Task to complete: "If you could put a point on the purple flower" appears in one line of the records below. Output that line and each one after it, exactly, through the last line.

(Natural-language object grounding data)
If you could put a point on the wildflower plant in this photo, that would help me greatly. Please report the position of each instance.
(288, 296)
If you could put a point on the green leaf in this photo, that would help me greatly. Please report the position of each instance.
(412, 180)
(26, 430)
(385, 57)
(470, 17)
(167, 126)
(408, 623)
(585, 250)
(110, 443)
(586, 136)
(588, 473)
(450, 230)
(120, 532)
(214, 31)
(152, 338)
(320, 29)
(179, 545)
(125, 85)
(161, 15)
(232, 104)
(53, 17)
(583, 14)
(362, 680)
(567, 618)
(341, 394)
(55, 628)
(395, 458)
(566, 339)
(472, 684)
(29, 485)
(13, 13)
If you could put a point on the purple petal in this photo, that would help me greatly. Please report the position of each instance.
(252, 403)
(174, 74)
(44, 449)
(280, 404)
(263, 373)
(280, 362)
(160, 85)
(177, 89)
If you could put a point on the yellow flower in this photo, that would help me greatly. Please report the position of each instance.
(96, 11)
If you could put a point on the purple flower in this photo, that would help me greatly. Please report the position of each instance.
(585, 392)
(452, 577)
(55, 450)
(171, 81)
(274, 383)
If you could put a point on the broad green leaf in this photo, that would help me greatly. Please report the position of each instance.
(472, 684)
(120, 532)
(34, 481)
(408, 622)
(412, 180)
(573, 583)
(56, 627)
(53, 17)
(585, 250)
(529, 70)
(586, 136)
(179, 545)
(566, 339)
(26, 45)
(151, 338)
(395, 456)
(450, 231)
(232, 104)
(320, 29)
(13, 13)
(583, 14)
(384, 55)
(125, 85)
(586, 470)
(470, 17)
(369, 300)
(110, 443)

Reply to the exercise:
If you could put a point on the purple flower in this photo, that would help me greatly. Please report the position of each instance.
(585, 392)
(452, 577)
(55, 450)
(171, 81)
(274, 383)
If you could put a point on the broad green leaf in this photo, that would help me greatly. Please report the position of each instance.
(472, 684)
(120, 532)
(34, 481)
(408, 622)
(412, 180)
(573, 583)
(56, 627)
(53, 17)
(585, 250)
(529, 70)
(586, 136)
(179, 545)
(566, 339)
(26, 45)
(151, 338)
(395, 456)
(450, 231)
(232, 104)
(320, 29)
(13, 13)
(583, 14)
(384, 55)
(125, 85)
(586, 470)
(470, 17)
(369, 300)
(110, 443)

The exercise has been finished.